• TASK: A complete, word-for-word restatement of the entries is needed.

• INPUT FOR THIS TASK:
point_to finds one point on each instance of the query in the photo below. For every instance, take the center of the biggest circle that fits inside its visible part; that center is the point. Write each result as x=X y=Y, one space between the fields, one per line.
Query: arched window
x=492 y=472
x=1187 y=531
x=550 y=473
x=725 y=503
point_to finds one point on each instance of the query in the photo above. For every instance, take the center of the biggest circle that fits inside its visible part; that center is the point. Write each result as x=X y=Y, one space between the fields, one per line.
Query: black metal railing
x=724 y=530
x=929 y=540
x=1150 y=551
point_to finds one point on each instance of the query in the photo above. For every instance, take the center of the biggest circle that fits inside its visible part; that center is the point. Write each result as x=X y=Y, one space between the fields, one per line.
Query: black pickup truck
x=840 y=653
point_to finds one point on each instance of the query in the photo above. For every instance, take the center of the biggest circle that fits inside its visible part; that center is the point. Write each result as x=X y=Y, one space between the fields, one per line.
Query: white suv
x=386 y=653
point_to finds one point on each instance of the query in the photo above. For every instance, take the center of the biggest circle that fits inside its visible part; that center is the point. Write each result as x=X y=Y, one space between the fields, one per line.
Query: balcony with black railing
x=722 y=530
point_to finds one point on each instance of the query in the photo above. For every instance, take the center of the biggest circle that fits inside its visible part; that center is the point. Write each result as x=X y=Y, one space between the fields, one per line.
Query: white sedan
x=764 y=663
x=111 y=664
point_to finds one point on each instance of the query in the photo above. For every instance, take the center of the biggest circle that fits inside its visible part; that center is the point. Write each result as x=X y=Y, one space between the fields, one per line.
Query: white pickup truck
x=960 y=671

• WRITTEN REPLY:
point_to finds one point on each instance of the query in the photo below. For every instance, take the center of the biggest circle that fits inside its visible part; that center is the point. Write each result as x=X y=Y, one space between the fields, one per line.
Query: arched window
x=492 y=472
x=1187 y=531
x=550 y=473
x=725 y=503
point_to finds one point on each instance of the query in the photo above. For every instance, take the center of the biggest circle that fits inside its visible part; that center is the point. Write each result as x=X y=Y, one space between the fields, one per line.
Query: black metal railing
x=724 y=530
x=929 y=540
x=1150 y=551
point_to finds one point on each instance of the query in the photo above. For every instance, take the center of the biggest circle that fits inside its visible part; that center is the point. Write each result as x=X y=Y, one space between the fields, one per line.
Query: black pickup truck
x=840 y=653
point_to finds one point on each instance of the query in the photo above. For every instance, take the center of the biggest circle that fits inside its visible part; that center is the point. Write each result as x=X y=Y, one space between the fields, one per line.
Query: white suv
x=386 y=653
point_to finds one point on each instance of the query in the photo above. For every instance, take the center of the biggest circle that fits inside its visible part; that center is the point. Write each result as x=X y=Y, one space between the fields, one per line.
Query: balcony with black railing
x=722 y=530
point_to finds one point on each instance of the query in the photo above. For every instance, take the center of the biggest circle that fits inside its visible part; that center is the point. Write each result as x=X y=Y, one space between the fields, one per line.
Query: white sedan
x=764 y=663
x=111 y=664
point_to finds one point on each instance of the query in the photo above. For every instance, take the center of the biggest circle that fits inside its visible part; that center is the point. Write each result as x=X y=Y, one space between the fields, one per line.
Query: white pickup truck
x=960 y=671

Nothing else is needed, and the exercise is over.